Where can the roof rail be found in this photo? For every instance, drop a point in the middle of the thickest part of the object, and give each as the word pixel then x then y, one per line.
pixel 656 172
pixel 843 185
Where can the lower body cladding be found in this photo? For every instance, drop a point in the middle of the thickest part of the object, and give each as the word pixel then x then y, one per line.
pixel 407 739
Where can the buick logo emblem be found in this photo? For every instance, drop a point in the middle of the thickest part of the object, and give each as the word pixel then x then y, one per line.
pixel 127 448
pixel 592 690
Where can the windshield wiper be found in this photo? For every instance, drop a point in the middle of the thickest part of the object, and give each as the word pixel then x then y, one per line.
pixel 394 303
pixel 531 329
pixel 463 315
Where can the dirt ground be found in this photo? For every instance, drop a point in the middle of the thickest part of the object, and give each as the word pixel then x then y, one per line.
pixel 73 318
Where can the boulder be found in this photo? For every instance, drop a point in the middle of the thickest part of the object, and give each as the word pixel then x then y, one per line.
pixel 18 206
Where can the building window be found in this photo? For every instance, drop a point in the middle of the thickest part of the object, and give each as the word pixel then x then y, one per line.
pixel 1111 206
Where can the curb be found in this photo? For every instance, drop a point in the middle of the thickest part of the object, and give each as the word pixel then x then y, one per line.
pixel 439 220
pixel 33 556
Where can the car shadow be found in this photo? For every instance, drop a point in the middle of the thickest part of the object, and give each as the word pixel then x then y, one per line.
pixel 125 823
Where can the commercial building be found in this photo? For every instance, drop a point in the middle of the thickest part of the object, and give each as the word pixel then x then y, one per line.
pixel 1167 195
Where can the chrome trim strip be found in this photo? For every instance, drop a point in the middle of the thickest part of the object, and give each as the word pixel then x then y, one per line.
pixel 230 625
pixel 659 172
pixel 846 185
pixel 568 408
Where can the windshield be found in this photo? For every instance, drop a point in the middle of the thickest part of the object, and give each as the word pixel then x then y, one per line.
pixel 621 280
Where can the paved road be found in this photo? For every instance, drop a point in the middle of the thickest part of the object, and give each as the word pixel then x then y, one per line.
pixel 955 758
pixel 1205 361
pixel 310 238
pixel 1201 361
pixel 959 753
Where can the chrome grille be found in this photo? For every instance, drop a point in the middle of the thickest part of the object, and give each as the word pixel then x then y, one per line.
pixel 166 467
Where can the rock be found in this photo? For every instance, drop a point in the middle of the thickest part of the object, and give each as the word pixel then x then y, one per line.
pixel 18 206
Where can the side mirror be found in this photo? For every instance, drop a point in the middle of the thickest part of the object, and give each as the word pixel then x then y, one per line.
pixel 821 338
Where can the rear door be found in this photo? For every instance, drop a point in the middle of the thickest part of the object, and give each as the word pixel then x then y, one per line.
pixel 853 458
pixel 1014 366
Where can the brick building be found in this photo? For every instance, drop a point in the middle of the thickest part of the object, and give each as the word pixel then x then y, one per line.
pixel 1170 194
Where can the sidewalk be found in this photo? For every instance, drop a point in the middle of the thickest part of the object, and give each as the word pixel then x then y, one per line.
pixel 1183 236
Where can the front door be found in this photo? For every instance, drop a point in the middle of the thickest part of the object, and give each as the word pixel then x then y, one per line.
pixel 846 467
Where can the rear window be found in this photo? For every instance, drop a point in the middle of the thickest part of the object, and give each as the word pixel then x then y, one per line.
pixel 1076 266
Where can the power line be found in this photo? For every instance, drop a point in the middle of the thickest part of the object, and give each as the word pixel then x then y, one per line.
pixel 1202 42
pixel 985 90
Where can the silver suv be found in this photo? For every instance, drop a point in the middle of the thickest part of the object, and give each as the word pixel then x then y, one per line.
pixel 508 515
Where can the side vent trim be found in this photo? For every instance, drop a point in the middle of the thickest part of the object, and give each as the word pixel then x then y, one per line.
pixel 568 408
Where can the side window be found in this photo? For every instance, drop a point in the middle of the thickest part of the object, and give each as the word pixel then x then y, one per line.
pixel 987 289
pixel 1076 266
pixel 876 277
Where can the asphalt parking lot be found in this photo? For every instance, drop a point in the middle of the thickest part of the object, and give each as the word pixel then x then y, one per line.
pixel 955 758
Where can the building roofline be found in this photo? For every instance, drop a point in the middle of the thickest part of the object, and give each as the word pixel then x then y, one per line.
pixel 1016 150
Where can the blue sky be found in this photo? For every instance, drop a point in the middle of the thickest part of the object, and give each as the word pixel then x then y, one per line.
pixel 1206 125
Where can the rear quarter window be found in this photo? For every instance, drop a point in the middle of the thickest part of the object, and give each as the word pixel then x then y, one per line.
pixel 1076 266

» Goal of the exercise
Would you transcribe the listing word for word?

» Result of the exercise
Where can the roof rail be found in this photo? For every instance, drop a point in the middle of the thickest part of the object, and give each as the word pixel then x then y, one per line.
pixel 656 172
pixel 843 185
Where can the lower body cladding be found in this photo? For every instance, drop a point in the middle of the thickest part of the object, and give each as the word pixel then x then y, one per line.
pixel 407 739
Where can the buick logo emblem be found in this photo? For every instance, drop a point in the middle of the thickest part of the object, and give each as the word pixel then x then y, one per line.
pixel 127 448
pixel 592 690
Where can the windshield wiper be found in this photo? For every instance, drop a point in the middle of the thickest part of the object, and give each as the word pixel then x then y, one per line.
pixel 394 303
pixel 531 329
pixel 463 315
Where can the dirt ground be found in this photo? For every instance, drop a point in the middle of the thickest part of the object, and give each as the word pixel then x then y, one per line.
pixel 73 318
Where can the boulder be found in this photo? For every instance, drop a point in the middle of the thickest part of the object, and give each as the word pixel then x then y, one per line.
pixel 18 206
Where can the building window be found in this photo? For every instance, drop a point in the middle of the thickest part of the object, and give each as the word pixel then x then y, one per line.
pixel 1111 206
Where can the curb be found in this photo? For every instance, drop a point in the middle of the thickest part of the object, and give each as the word pixel then x then y, one per line.
pixel 439 220
pixel 33 556
Where can the car shadow be found in this photo? For every instance, drop a point in the middle of the thickest part of the object, and give each as the word pixel then x then y, one per line.
pixel 125 823
Where can the commercial building be found in this photo? For every instance, drop a point in the middle of the thickest part of the object, and give each as the word pixel then x then y, one per line.
pixel 1167 195
Where can the chrome trim strip be found in this photo? For every instance, drop a point in the middle of the thickest part of the object, and give each as the word pixel then x then y, one per line.
pixel 230 625
pixel 659 172
pixel 846 185
pixel 568 408
Where can the windshield be found in this photo? For every instance, drop a point in the middle of the thickest part of the object, and give each as the word pixel then x then y, one per line.
pixel 621 280
Where can the paved road be found in this photo? For every instance, drop a point in the middle of the thickest part of the object, and give each as the word pixel then x then y, one per line.
pixel 955 758
pixel 1205 361
pixel 310 238
pixel 1201 361
pixel 959 753
Where can the chrome grille be found in this photo? For every instance, drop a point in the middle of the thickest part of the object, and give each as the word pixel then x then y, one per line.
pixel 166 467
Where can the rock be found in this photo? For every instance, drop a point in the middle of the thickest part of the object, and give each as the word pixel then x then y, one per line.
pixel 18 206
Where can the side mirror be found in this photo? For every instance, drop a point in the middle of the thickest part of the object, and give each as the word pixel then x then y, one per line.
pixel 821 338
Where can the rear door be found in this photo? For every instance, drop a point in the middle of the thickest part of the object, and give each as the word pixel then x then y, one per line.
pixel 853 458
pixel 1014 366
Where can the brick building be found in this photo? For every instance, drop a point in the middle of the thickest part of the object, and give each as the word pixel then x then y, one per line.
pixel 1170 194
Where can the sidewalk be found in this photo? For every instance, drop a point in the middle of the thickest part of the object, and give each as the word pixel then x then y, one per line.
pixel 1183 236
Where can the front door be found in this photo? For every instance, drop a point in the middle of the thickest part of the object, and give each as the word pixel then x then y, one per line.
pixel 846 467
Where can the rear window be found in this photo? For every instance, drop a point in the middle of the thickest part of the object, and give each as the word pixel then x then y, one per line.
pixel 1076 266
Where can the power line be found in this photo? For every instance, drop a point in the middle of the thickest part of the object, and give each as the word pixel then x then y, one per line.
pixel 1202 42
pixel 985 90
Where can the silver suv be found in this photo? For every instance, drop a point in the middle of the thickest part of the object, and give each as the word pixel then x then y, one per line.
pixel 508 515
Where can the side vent trim be found in this photo? For every instance, drop a point in the middle of the thickest part of the object, and give each as the word pixel then x then y, one per line.
pixel 568 408
Where can the side window be found in this photo? For every instance, drop a point in the middle of the thickest part of the object, and give each as the word pixel then x then y, one per line.
pixel 987 289
pixel 1076 266
pixel 876 277
Where can the asphalt parking lot be found in this photo? For every instance, drop a point in the middle of the thickest part of the object, and give each as the word pixel then x then y, one per line.
pixel 955 758
Where can the building roofline be found in this photo? For every instance, drop a point in the middle of the thickest part of the object, and give each as the word pixel then x then y, one per line.
pixel 1016 150
Where can the blue sky be found in this photo? For every instance, drop a point in the middle of the thickest part of the object, and give each as the word pixel then x then y, one per line.
pixel 1206 125
Where can the rear quarter window be found in this photo? For every instance, drop a point in the middle of the thickest part of the object, and give each as the word pixel then x then y, one per line.
pixel 1076 266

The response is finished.